• Job:
Repeat exactly each line of the data provided below.

Entries from a pointing dataset
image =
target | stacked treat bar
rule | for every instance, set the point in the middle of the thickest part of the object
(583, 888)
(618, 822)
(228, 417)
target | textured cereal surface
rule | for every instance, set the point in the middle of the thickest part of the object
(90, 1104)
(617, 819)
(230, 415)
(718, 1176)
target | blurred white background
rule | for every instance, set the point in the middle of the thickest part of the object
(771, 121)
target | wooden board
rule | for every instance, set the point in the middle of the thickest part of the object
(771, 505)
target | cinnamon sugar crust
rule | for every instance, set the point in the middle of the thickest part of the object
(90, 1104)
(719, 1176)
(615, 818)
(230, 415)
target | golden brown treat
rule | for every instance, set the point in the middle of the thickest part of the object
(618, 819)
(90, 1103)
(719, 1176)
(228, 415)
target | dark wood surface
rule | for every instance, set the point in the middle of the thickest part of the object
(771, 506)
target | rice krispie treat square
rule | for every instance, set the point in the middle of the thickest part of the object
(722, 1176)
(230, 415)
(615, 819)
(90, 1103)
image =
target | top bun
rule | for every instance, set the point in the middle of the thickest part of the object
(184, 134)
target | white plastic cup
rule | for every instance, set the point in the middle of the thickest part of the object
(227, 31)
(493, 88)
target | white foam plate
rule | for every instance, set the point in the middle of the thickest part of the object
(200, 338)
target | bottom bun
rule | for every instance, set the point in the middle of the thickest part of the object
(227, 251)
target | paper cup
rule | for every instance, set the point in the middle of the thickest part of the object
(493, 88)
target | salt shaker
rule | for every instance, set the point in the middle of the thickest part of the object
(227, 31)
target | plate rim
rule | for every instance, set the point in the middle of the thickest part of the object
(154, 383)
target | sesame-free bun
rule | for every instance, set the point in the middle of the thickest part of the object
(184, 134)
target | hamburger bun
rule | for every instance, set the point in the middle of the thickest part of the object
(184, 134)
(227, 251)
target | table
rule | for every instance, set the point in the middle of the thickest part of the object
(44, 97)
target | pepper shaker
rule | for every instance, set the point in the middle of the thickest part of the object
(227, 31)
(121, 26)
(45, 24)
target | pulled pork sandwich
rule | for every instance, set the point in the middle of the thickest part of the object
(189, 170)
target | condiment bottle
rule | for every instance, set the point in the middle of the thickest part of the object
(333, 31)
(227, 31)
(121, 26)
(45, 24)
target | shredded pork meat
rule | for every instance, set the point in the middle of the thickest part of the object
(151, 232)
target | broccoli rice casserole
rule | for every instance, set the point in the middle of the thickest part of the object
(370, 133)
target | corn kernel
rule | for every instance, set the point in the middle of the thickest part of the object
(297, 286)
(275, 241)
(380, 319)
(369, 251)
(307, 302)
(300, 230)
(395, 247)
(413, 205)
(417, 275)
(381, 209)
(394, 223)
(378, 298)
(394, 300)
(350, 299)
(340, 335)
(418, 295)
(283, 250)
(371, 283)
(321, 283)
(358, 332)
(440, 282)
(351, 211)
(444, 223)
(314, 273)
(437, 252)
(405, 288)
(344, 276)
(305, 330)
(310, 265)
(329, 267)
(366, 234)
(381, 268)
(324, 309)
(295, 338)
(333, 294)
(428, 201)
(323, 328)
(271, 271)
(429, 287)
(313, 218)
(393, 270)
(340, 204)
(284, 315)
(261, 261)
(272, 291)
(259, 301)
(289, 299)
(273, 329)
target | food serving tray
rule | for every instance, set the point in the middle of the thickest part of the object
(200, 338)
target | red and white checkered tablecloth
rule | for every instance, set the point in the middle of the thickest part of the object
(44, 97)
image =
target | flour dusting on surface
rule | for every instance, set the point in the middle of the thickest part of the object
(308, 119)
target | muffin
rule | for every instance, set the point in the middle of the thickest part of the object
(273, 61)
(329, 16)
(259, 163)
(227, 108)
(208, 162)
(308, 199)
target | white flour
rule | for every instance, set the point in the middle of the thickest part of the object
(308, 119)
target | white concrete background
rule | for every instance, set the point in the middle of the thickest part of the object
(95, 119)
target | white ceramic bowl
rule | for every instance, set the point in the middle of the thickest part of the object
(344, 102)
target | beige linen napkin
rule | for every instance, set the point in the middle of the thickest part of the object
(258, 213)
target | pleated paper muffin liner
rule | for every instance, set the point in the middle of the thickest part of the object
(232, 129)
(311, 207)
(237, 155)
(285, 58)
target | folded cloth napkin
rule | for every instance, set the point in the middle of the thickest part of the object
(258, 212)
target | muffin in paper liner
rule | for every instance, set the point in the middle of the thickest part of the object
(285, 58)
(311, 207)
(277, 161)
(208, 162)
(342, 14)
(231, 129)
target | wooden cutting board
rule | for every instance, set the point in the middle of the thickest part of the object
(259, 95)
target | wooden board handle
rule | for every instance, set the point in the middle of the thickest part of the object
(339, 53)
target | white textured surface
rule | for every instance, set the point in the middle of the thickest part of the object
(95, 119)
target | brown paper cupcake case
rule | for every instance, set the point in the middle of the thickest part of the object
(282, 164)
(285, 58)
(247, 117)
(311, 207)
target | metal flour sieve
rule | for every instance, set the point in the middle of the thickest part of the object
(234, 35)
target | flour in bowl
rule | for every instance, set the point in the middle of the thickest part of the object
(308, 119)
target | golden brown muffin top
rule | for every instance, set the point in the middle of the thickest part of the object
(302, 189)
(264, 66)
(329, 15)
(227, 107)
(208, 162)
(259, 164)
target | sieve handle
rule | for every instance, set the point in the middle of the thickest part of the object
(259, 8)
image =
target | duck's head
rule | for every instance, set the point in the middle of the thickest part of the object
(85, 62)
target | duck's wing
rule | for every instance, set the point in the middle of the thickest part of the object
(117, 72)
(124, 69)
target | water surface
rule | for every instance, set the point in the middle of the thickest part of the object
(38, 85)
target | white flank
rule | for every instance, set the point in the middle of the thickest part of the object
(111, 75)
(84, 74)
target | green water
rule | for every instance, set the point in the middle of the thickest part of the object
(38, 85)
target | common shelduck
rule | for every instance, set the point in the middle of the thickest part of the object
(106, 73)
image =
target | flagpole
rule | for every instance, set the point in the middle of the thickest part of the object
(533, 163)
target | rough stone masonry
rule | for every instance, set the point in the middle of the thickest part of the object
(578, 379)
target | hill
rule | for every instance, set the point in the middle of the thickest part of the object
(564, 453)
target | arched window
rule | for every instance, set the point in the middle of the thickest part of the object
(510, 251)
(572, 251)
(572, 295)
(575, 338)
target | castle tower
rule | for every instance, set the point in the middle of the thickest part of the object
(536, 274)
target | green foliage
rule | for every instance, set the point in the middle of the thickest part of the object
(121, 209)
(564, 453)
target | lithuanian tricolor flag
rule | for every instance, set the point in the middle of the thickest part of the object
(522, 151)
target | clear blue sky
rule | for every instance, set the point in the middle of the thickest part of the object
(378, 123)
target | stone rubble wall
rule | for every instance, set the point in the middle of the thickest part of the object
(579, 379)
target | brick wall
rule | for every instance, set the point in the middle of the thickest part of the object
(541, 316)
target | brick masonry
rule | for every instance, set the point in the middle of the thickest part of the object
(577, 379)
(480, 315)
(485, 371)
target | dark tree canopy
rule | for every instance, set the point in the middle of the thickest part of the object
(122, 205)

• Solution for this task:
image =
target | stacked treat bar
rule | for every instance, set the point in the middle of the thickest part of the object
(583, 888)
(618, 822)
(228, 417)
target | textured cereal surface
rule | for every instance, set the point in the middle of the thickest part of the object
(90, 1104)
(617, 819)
(230, 415)
(718, 1176)
target | blurred white background
rule | for every instance, set the point in the middle of the thickest part of the object
(771, 121)
target | wooden board
rule | for every instance, set the point in the middle of the thickest part of the object
(771, 505)
target | cinnamon sugar crust
rule | for every instance, set the point in the middle of the thickest part of the object
(90, 1104)
(719, 1176)
(615, 818)
(230, 415)
target | golden brown treat
rule | for every instance, set the point in the middle of the thickest part of the object
(618, 819)
(90, 1103)
(719, 1176)
(228, 415)
target | dark wood surface
rule | for every instance, set the point in the middle of the thickest part of the object
(771, 506)
target | rice krispie treat square
rule | for every instance, set the point in the middle of the thickest part of the object
(722, 1176)
(230, 415)
(615, 819)
(90, 1103)
image =
target | top bun
rule | for every instance, set the point in the middle of the thickest part of the object
(184, 134)
target | white plastic cup
rule | for every instance, set the point in the middle of the thickest part of the object
(227, 31)
(493, 88)
target | white foam plate
rule | for every instance, set the point in the middle of the thickest part of the object
(200, 338)
target | bottom bun
rule | for every instance, set the point in the middle of the thickest part of the object
(227, 251)
target | paper cup
rule | for every instance, set the point in the middle of the thickest part of the object
(493, 88)
target | salt shaker
rule | for every instance, set the point in the middle of the thickest part of the object
(227, 31)
target | plate rim
rule | for every instance, set the point in the middle of the thickest part of the object
(154, 383)
target | sesame-free bun
rule | for every instance, set the point in the middle of the thickest part of the object
(184, 134)
target | hamburger bun
rule | for every instance, set the point in the middle of the thickest part of the object
(184, 134)
(227, 251)
target | table
rule | for every instance, set the point in the middle of the thickest part of the object
(44, 97)
target | pepper shaker
rule | for every instance, set the point in the middle of the thickest part of the object
(227, 31)
(121, 26)
(45, 24)
target | pulled pork sandwich
rule | for every instance, set the point in the middle of the thickest part of the object
(189, 170)
target | condiment bottle
rule | for every instance, set the point in the middle of the thickest part of the object
(333, 31)
(227, 31)
(121, 26)
(45, 24)
target | shredded pork meat
rule | for every instance, set the point in the middle of the thickest part of the object
(151, 232)
target | broccoli rice casserole
rule | for every instance, set the point in the middle of the thickest part of the object
(370, 133)
target | corn kernel
rule | for every instance, set the point in the middle of the thickest part of the object
(297, 286)
(275, 241)
(380, 319)
(369, 251)
(307, 302)
(300, 230)
(395, 247)
(413, 205)
(417, 275)
(381, 209)
(394, 223)
(378, 298)
(394, 300)
(350, 299)
(340, 335)
(418, 295)
(283, 250)
(371, 283)
(321, 283)
(358, 332)
(440, 282)
(351, 211)
(444, 223)
(314, 273)
(437, 252)
(405, 288)
(344, 276)
(305, 330)
(310, 265)
(329, 267)
(366, 234)
(381, 268)
(324, 309)
(295, 338)
(333, 294)
(428, 201)
(323, 328)
(271, 271)
(429, 287)
(313, 218)
(393, 270)
(340, 204)
(284, 315)
(261, 261)
(272, 291)
(259, 301)
(289, 299)
(273, 329)
target | food serving tray
rule | for every instance, set the point in the middle of the thickest part of the object
(200, 338)
target | red and white checkered tablecloth
rule | for every instance, set the point in the middle of the thickest part of the object
(44, 97)
image =
target | flour dusting on surface
rule | for every instance, set the point in the middle of the thickest part of the object
(308, 119)
target | muffin
rule | for every instance, set the point in the middle of the thickest part of the object
(273, 61)
(329, 16)
(259, 163)
(227, 108)
(208, 162)
(308, 199)
target | white flour
rule | for every instance, set the point in the middle of the thickest part of the object
(308, 119)
target | white concrete background
rule | for every instance, set the point in the middle of the thickest part of the object
(95, 119)
target | white ceramic bowl
rule | for every instance, set the point in the middle of the thickest part of the object
(344, 102)
target | beige linen napkin
rule | for every instance, set the point in the middle of the thickest part of the object
(258, 213)
target | pleated paper muffin liner
rule | for every instance, set the point in the middle of the thickest part of the object
(232, 129)
(311, 207)
(237, 155)
(285, 58)
target | folded cloth napkin
rule | for every instance, set the point in the middle of the thickest part of the object
(258, 212)
target | muffin in paper liner
rule | for every instance, set the point in the middle of the thickest part of the object
(285, 58)
(311, 207)
(277, 161)
(208, 162)
(342, 14)
(231, 129)
target | wooden cutting board
rule | for every instance, set the point in the middle of the thickest part of the object
(259, 95)
target | wooden board handle
rule | for every instance, set the point in the middle of the thickest part of the object
(339, 53)
target | white textured surface
rule | for every instance, set the point in the middle of the thickest part of the object
(95, 119)
target | brown paper cupcake case
rule | for every instance, set the point in the middle of the thickest part of the object
(282, 164)
(285, 58)
(247, 117)
(311, 207)
target | metal flour sieve
rule | for every instance, set the point in the middle of the thickest part of the object
(234, 35)
target | flour in bowl
rule | for every instance, set the point in the middle of the thickest part of the object
(308, 119)
target | golden brown muffin top
rule | for every instance, set the point in the middle of the thickest part of the object
(302, 189)
(264, 66)
(329, 15)
(227, 107)
(208, 162)
(259, 164)
target | sieve handle
rule | for every instance, set the point in the middle of the thickest part of the object
(259, 8)
image =
target | duck's head
rule | for every instance, set the point in the middle of the thickest part of the object
(85, 62)
target | duck's wing
rule | for every instance, set the point in the middle of the thickest part of the object
(117, 72)
(124, 69)
target | water surface
rule | for every instance, set the point in the middle of the thickest part of the object
(38, 85)
target | white flank
rule | for every instance, set the point in the middle of the thickest part of the object
(111, 75)
(84, 74)
target | green water
rule | for every instance, set the point in the middle of the thickest part of the object
(38, 85)
target | common shelduck
rule | for every instance, set the point in the middle of the thickest part of the object
(106, 73)
image =
target | flagpole
rule | for every instance, set the point in the middle of the thickest part of the object
(533, 163)
target | rough stone masonry
rule | for every instance, set the point in the middle of the thickest part of the object
(578, 379)
target | hill
rule | for every instance, set the point in the middle of the thickest part of the object
(564, 453)
target | arched window
rule | for every instance, set the point in the middle of the thickest part of the object
(510, 251)
(572, 251)
(572, 295)
(575, 338)
target | castle tower
rule | for every instance, set the point in the middle of the thickest part of the object
(536, 274)
target | green foliage
rule | for every instance, set the point in the middle of the thickest part of the object
(121, 209)
(564, 453)
target | lithuanian tricolor flag
rule | for every instance, set the point in the middle of the thickest part of the object
(522, 151)
target | clear blue sky
rule | for every instance, set the point in the middle of the thickest part of the object
(378, 123)
target | stone rubble wall
rule | for every instance, set the point in the middle of the thickest part of the object
(579, 379)
target | brick wall
rule | for every instance, set the point in the middle of the thickest part of the object
(541, 316)
target | brick masonry
rule | for every instance, set the point in the middle of the thickest part of the object
(577, 379)
(480, 315)
(485, 371)
target | dark tree canopy
rule | for every instance, set the point in the middle of the thickest part of the object
(122, 205)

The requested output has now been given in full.